**Assigned task:**
Line by line, repeat the material below without any deviation.

**Dataset excerpts:**
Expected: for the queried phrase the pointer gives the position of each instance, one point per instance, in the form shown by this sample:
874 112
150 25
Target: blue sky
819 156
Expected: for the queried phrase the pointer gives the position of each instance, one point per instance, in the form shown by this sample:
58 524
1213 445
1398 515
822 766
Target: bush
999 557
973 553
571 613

**Response to this task:**
Expected: for the queried phrase the pointer gives the position of each instance, one point per instance, in the form shown by this sample:
874 112
150 25
Target: blue sky
819 156
Expected: for the queried phrase the pointer gives the position of each instance, one point per instance, in the form shown by this sample:
58 524
1213 445
1398 515
822 766
Target: bush
999 557
973 553
571 613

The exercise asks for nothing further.